Énoncé de l'exercice -> Extrayez du texte sur Antoine de Saint-Exupéry le passage qui commence par « Depuis le 17 » et se poursuit jusqu'à « en République centrafricaine. », en le reproduisant à l'identique.

Texte fourni ->
########

Le 13 avril 1943, Saint-Exupéry quitte les Etats-Unis pour rejoindre les Forces françaises libres en Algérie puis le groupe 2/33. Les hommes sont intégrés dans le groupe de reconnaissance photographique commandé par le colonel Roosevelt. A 43 ans, Antoine de Saint-Exupéry obtient alors auprès du général Giraud une dispense exceptionnelle lui permettant de voler à bord d'avions qui exigent de ne pas avoir dépassé 30 ans, les Lightening P38.
Audace, courage et esprit de sacrifice. Telles sont les valeurs qui s'expriment à travers cet acte. Des valeurs magnifiquement incarnées par la sculpture d'Anilore Balon. Antoine de Saint-Exupéry effectue sa première mission de reconnaissance au-dessus de la Côte d'Azur en juillet 1943. Le 29 juin 1944, jour de son anniversaire, il survole Grenoble. Quelques jours après, son unité est transférée en Corse pour préparer le débarquement de Provence. Le 31 juillet, il prend place à bord d'un P38 n°233 pour une mission de reconnaissance près d'Annecy. A 8h35, il décolle de la base de Borgo pour une dixième mission dont il ne reviendra jamais.
La mémoire d'Antoine Saint-Exupéry vit aujourd'hui sur cette base 709 de Cognac. Elle vit au sein de l'escadron de drones 1/33 « Belfort » et de ces hommes qui accomplissent, sur des théâtres d'opérations difficiles, loin des leurs, de leurs foyers, de leurs familles, des missions de reconnaissance, de surveillance et d'appui au renseignement. Elle vit aussi à travers nos aviateurs d'exception, parmi les meilleurs du monde. Elle vit aussi à l'aune de l'incroyable évolution que l'Armée de l'Air a connue au service de toujours plus d'excellence et de performance.
Depuis le 17 janvier 2013, les drones Harfang et Reaper sont engagés au Mali. Dans la nuit du 15 au 16 février dernier, l'escadron de drones a passé la barre symbolique des 10 000 heures de vol. Et permettez-moi à cet instant d'avoir une pensée pour tous nos soldats, de l'infanterie, de l'air, de la marine, engagés au péril de leur vie dans nos opérations extérieures, et notamment ces derniers mois au Mali et en République centrafricaine.

########

Extraits de données ->

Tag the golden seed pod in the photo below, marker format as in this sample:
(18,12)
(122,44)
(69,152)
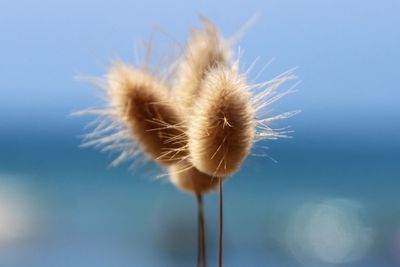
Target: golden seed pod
(141,101)
(187,178)
(204,50)
(221,128)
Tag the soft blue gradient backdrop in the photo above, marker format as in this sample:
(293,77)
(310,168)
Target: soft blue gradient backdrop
(346,141)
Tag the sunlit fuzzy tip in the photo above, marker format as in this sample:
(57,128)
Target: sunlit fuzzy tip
(187,178)
(204,50)
(141,102)
(221,128)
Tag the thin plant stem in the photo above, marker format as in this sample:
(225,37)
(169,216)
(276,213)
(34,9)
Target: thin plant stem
(220,223)
(202,256)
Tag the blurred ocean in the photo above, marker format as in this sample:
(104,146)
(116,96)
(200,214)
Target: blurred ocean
(327,197)
(317,203)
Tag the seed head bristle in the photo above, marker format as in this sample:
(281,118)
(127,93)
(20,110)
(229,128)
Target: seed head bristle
(141,102)
(221,128)
(204,50)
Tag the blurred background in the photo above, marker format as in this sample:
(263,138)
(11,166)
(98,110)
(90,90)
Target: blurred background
(328,197)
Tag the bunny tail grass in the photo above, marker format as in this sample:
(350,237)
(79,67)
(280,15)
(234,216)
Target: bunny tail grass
(221,130)
(141,103)
(204,50)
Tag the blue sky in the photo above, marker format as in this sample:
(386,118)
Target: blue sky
(347,54)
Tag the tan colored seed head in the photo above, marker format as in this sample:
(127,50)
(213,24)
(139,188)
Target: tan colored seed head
(204,50)
(187,178)
(221,129)
(141,101)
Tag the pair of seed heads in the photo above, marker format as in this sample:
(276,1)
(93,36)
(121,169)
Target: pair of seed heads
(201,124)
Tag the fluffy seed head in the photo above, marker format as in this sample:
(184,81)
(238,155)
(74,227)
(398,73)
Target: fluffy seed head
(221,130)
(204,50)
(141,102)
(187,178)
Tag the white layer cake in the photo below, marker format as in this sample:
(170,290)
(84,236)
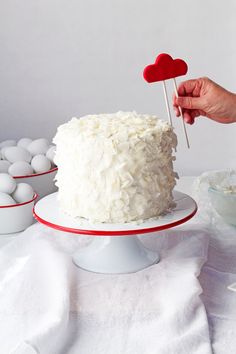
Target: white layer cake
(115,167)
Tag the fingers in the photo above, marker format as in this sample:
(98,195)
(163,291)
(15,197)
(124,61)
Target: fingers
(189,102)
(187,87)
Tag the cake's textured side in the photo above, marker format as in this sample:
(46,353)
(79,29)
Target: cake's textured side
(115,167)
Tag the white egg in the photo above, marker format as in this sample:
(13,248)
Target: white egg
(3,152)
(23,193)
(38,146)
(7,143)
(20,168)
(24,142)
(4,166)
(17,153)
(40,163)
(6,199)
(7,183)
(51,153)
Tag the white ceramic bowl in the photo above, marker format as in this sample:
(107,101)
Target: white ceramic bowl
(42,183)
(224,204)
(16,217)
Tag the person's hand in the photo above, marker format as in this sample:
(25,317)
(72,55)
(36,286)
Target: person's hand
(203,97)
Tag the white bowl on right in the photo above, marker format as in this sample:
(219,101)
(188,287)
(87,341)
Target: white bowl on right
(224,204)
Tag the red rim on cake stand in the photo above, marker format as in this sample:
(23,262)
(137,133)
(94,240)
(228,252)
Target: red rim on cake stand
(116,248)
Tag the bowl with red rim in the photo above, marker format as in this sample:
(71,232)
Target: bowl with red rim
(42,183)
(16,217)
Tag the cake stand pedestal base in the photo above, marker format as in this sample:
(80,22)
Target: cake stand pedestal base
(115,255)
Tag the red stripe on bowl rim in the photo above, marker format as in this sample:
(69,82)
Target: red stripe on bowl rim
(37,174)
(20,204)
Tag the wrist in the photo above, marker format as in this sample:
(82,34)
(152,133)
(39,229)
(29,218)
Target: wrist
(233,107)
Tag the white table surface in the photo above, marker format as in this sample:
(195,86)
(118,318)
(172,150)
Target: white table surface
(215,294)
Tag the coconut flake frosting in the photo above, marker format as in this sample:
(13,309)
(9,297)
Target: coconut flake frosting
(115,167)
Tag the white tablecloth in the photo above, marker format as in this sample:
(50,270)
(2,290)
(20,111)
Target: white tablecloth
(47,305)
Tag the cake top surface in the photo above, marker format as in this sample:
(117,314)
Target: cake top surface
(128,124)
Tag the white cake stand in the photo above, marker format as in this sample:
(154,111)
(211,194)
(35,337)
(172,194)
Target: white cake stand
(116,247)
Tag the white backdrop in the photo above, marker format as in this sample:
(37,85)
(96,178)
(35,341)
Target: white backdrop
(70,58)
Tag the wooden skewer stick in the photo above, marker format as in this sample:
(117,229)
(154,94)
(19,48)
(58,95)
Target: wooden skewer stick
(181,112)
(167,102)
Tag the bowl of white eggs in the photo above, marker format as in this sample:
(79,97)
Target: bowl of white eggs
(16,205)
(30,161)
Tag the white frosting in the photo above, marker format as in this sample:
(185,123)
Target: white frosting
(115,167)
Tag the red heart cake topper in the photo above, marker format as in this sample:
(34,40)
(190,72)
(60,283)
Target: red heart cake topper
(164,68)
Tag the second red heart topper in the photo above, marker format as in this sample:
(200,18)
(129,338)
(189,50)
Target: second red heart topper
(165,68)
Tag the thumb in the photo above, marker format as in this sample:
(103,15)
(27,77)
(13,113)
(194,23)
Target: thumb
(189,102)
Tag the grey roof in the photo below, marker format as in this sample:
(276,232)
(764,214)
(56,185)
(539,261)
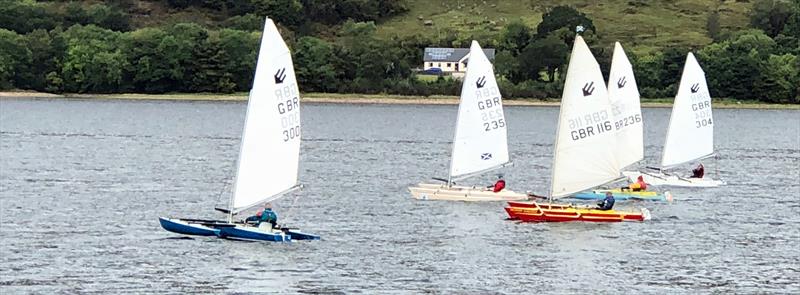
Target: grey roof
(451,54)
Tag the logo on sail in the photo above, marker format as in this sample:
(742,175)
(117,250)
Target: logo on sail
(481,81)
(621,82)
(695,87)
(280,75)
(588,88)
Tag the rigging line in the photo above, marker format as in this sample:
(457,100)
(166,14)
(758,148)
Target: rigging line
(291,207)
(225,184)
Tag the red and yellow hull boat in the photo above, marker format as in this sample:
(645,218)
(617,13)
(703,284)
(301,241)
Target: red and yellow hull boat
(548,212)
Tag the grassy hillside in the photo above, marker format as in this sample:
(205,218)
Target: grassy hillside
(642,24)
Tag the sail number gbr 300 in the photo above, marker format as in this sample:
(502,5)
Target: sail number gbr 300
(590,124)
(289,111)
(490,107)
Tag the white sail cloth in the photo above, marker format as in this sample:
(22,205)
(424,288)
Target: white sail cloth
(691,129)
(624,95)
(270,147)
(480,142)
(585,145)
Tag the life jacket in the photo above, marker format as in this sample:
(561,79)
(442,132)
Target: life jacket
(499,185)
(608,203)
(698,172)
(642,184)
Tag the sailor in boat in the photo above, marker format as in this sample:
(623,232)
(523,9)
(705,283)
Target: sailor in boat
(638,186)
(607,203)
(499,185)
(698,172)
(266,215)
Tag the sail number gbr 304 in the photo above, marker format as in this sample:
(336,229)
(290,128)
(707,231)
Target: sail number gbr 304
(590,124)
(289,111)
(490,108)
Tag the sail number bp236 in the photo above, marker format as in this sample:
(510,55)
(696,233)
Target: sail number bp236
(590,124)
(491,108)
(288,110)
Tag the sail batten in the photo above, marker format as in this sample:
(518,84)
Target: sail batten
(626,107)
(690,135)
(480,141)
(270,146)
(584,152)
(465,176)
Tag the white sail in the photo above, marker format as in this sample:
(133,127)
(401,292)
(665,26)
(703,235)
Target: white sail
(270,148)
(691,130)
(480,142)
(585,146)
(624,95)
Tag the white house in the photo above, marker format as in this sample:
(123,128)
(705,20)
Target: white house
(450,60)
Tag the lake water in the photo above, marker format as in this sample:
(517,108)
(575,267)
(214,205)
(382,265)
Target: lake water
(83,183)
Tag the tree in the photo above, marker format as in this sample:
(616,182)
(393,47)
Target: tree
(155,60)
(734,66)
(93,62)
(239,49)
(779,79)
(771,15)
(548,54)
(286,12)
(712,25)
(515,37)
(46,51)
(14,58)
(26,16)
(314,72)
(563,17)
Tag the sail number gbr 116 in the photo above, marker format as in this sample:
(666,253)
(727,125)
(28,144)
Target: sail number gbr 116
(590,124)
(288,104)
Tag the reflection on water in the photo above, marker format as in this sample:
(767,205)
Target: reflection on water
(83,183)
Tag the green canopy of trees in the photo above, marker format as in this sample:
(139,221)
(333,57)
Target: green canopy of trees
(92,49)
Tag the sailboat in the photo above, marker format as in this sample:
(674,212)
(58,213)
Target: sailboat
(480,144)
(627,112)
(690,136)
(267,167)
(584,151)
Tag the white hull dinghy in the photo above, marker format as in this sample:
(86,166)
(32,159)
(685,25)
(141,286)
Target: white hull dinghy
(690,135)
(662,179)
(428,191)
(480,143)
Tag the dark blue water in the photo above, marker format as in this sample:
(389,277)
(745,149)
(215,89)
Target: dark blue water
(82,183)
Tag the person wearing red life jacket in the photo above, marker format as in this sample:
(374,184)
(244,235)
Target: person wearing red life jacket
(499,185)
(698,172)
(637,186)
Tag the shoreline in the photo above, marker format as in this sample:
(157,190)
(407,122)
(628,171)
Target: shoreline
(365,99)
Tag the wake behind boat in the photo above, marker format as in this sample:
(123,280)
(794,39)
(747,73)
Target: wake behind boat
(480,144)
(584,151)
(268,162)
(690,135)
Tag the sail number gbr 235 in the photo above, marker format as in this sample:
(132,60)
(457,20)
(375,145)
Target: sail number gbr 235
(490,108)
(590,124)
(288,104)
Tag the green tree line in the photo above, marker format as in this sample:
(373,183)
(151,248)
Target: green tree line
(81,48)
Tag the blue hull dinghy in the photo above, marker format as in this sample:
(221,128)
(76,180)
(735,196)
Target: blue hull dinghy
(618,195)
(269,157)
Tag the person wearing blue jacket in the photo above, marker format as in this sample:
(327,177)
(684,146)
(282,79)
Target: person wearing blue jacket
(266,215)
(607,203)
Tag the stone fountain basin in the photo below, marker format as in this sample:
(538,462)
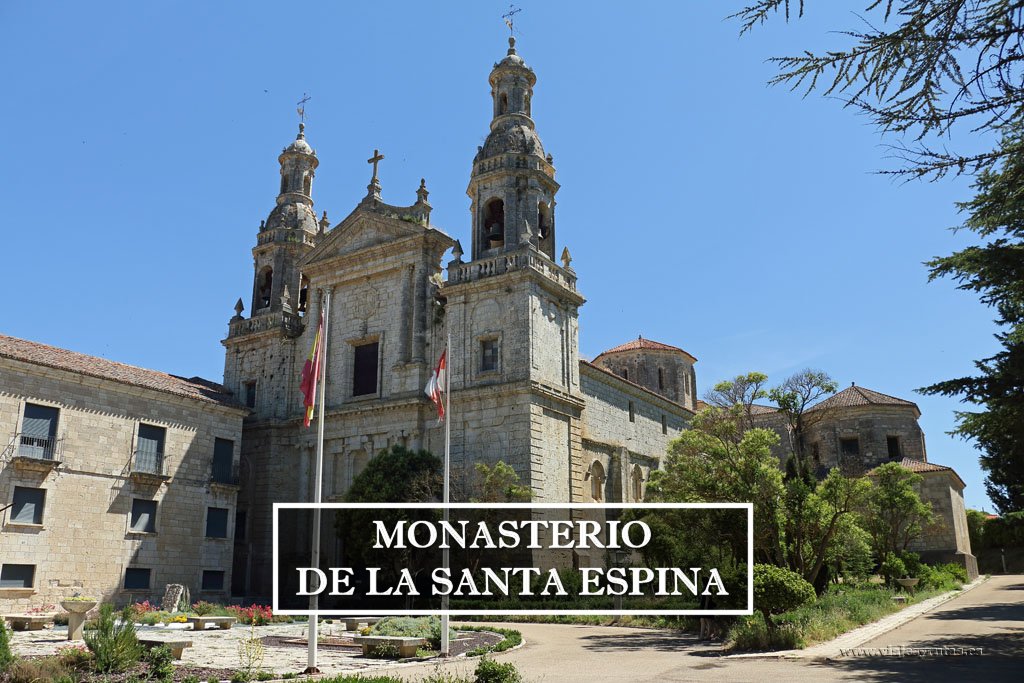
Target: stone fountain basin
(78,606)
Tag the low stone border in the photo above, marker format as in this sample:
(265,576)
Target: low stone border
(862,634)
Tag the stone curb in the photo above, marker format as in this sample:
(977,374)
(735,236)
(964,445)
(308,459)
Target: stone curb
(862,634)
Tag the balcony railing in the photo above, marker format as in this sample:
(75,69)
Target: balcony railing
(37,447)
(147,462)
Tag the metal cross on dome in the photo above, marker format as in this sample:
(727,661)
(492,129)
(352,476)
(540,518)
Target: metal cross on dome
(302,108)
(374,160)
(509,17)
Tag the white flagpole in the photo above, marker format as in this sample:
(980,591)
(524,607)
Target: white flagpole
(317,489)
(448,462)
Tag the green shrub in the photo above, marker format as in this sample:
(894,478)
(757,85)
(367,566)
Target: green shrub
(777,590)
(161,662)
(412,627)
(37,670)
(114,643)
(6,656)
(489,671)
(892,568)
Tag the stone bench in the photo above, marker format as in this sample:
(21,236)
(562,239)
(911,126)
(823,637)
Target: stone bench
(378,645)
(354,623)
(200,623)
(29,622)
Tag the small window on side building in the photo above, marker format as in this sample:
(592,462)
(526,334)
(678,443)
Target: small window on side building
(137,579)
(28,505)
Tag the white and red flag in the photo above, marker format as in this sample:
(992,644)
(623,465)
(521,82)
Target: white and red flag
(310,374)
(438,385)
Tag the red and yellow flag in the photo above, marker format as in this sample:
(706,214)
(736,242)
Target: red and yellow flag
(310,374)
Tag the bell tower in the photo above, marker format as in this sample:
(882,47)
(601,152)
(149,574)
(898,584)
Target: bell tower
(511,310)
(512,186)
(287,235)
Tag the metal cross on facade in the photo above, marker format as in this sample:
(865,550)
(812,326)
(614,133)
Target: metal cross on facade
(509,17)
(302,108)
(374,160)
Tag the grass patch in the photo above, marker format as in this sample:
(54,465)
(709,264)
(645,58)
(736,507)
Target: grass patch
(840,609)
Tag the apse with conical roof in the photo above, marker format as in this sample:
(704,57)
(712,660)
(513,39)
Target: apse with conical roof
(512,185)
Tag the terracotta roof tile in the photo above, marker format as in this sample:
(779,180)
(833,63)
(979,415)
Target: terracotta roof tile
(921,466)
(59,358)
(856,395)
(644,344)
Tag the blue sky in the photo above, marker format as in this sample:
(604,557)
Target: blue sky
(702,208)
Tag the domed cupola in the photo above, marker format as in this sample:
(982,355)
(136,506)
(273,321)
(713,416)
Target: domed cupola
(513,182)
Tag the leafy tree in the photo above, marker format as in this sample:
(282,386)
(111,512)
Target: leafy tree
(995,270)
(894,514)
(777,590)
(794,396)
(814,517)
(499,483)
(919,69)
(716,460)
(925,69)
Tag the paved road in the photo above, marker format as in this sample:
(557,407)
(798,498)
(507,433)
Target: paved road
(991,616)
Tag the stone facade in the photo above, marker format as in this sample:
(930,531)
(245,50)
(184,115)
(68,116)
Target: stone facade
(76,500)
(520,392)
(858,429)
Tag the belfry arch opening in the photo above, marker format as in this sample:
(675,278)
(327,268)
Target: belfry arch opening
(264,286)
(494,223)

########

Corrigé de l'exercice ->
Depuis le 17 janvier 2013, les drones Harfang et Reaper sont engagés au Mali. Dans la nuit du 15 au 16 février dernier, l'escadron de drones a passé la barre symbolique des 10 000 heures de vol. Et permettez-moi à cet instant d'avoir une pensée pour tous nos soldats, de l'infanterie, de l'air, de la marine, engagés au péril de leur vie dans nos opérations extérieures, et notamment ces derniers mois au Mali et en République centrafricaine.